## SUPPLIED PASSAGE
# Wordpress Site Keeps Getting Hacked With Phishing Files



## BML (Nov 25, 2001)

How do I stop this from happening. I've had this several times now. My site will get hacked where a zip file gets uploaded, then extracted into various new directories. The folders contain coding which probably creates a fake signin page looking like its hosted on my host's server. Phishing emails would direct people to these pages, and the info they put in would be stolen & transmitted to the hacker.

I use a couple of security plugins. They alert me to changes like files/directories being added but I want to block that from happening. This takes me a lot of time and effort to clean, and google may see it and flag my site as malicious.

How are these files being uploaded or put into my server space? How do I block it???


----------



## lunarlander (Sep 22, 2007)

Hi,

Are you using a host that provides Wordpress for you, or do you install your own Wordpress? If the latter, you should upgrade to the latest Wordpress 4.6.1. Wordpress releases new versions to mitigate security vulnerabilities, and you must keep it up to date.And remember, plugins needs updates too.

I am not a Wordpress specialist, I have sent for help to someone who is also in the security field and knows Wordpress better.


----------



## colinsp (Sep 5, 2007)

Make sure that you change your ftp and cpanel passwords as it is possible those that have been compromised too. Ensure that when you clean out all the files from your hacked Wordpress install you clean out the database too and also delete any rogue users. Ensure Wordpress and your plugins are up to date. I use both Wordfence and Sucuri to secure my Wordpress websites and haven't suffered a problem yet.


----------



## dvk01 (Dec 14, 2002)

You will find it almost impossible to stop attacks against WordPress or any other CMS or website by relying on plugins. Yes, they help a lot but the only real way is to host on a secure server that doesn't have any vulnerabilities, or at least keeps them patched as quickly as possible and has a decent webserver firewall /exploit scanner

Almost all shared hosting will not have that. If you really want security, then you need to host either on a dedicated server or at least a VPS, where you have the ability to install your own firewall & exploit scanner
I host my own server & install all the tools/programs from http://configserver.com/
It is unlikely that you will be able to while hosting on shared server.

A very high proportion of hacks against Wordpress are from non existent plugins where lax security settings / permissions allow almost any file to be uploaded to a users wordpress folders , via server vulnerabilities.


----------



## lunarlander (Sep 22, 2007)

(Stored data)
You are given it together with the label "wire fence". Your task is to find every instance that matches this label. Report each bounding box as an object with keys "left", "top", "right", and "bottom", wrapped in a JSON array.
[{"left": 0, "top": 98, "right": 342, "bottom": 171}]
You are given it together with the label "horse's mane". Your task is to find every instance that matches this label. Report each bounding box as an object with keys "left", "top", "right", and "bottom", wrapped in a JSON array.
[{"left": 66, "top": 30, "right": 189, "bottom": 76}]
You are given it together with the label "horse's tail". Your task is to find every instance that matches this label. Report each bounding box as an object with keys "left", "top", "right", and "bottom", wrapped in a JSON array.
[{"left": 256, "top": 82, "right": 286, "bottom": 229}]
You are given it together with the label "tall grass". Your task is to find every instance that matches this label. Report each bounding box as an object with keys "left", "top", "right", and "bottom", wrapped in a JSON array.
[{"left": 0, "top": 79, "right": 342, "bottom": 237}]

## PROBLEMS TO WORK ON
1/ Which two tools does colinsp say he uses to secure his WordPress websites, according to the WordPress hacking thread?
2/ Write the next part of the WordPress hacking thread, picking up after its final line.
The items have no connection to the WordPress hacking thread.

## RESULTS
1/ Wordfence and Sucuri.

2/
Thanks dvk01 for dropping by.


----------



## dvk01 (Dec 14, 2002)

At the moment you have a worse problem than being occasionally hacked
Your site does not display in Internet explorer at all
it just displays a plain blue background


----------



## BML (Nov 25, 2001)

lunarlander - my host provides it, and I've updated it to the current version along with all plugins.
Colinsp - I've changed my passwords; there were no other users listed; all rogue files have been deleted and I searched the database for any entries referencing the rogue directories' files (there were none).
dvk01 - I have shared hosting. But even though I share a server with other users, how is it possible for someone to put a file on MY server space without logging into it somehow?
Also.... I think that is some kind of Internet Explorer problem, related to the previous hack. My site views normally on Firefox desktop & mobile and also on Chrome mobile (I just checked it now). But at work we have IE and it will not display, it is blue just like for you. Maybe IE is somehow blocking it as if it was malicious? I checked it on Google safe site and it says not dangerous.


----------



## dvk01 (Dec 14, 2002)

The problem will be somewhere in the coding with a misplaced or missing end tag on a script somewhere
Chrome & FF are quite forgiving on missing tags. IE is not

it looks like a possibly incorrect doctype declaration because you appear to be using html coding not html 5

either change doctype declaration to HTML 4.01 transitional or remove all the if IE junk, which isn't needed nowadays
<!DOCTYPE HTML PUBLIC "-//W3C//DTD HTML 4.01 Transitional//EN" "http://www.w3.org/TR/html4/loose.dtd">

If I change your doctype dec I see the page in IE as it is supposed to be
Shared hosting in most situations can lead to one site on the server being compromised by a weakness or vulnerability in a plugin or out of date web version like wordpress and if incorrect permissions are set ( many shared hosting servers are wrongly set) that allows a compromised site to attackk every other site on the server


----------



## dvk01 (Dec 14, 2002)

actually it isn't the doctype declaration at all
sorry
it looks like something to do with the slider or image display scripts
if I put the site into restricted sites that block active X controls, it works perfectly


----------



## BML (Nov 25, 2001)

Ok. I tried to load it on Internet Explorer on my home computer and I got a security flag. I use Microsoft Security Essentials on my computer. Its blocking the site and it says this:

*Microsoft Security Essentials blocked content on this website*
gevathedphosphorescentes.ieltsonlinehelp.com
Hosted by: flightlineaviationmedia.com

It does not get blocked using Firefox.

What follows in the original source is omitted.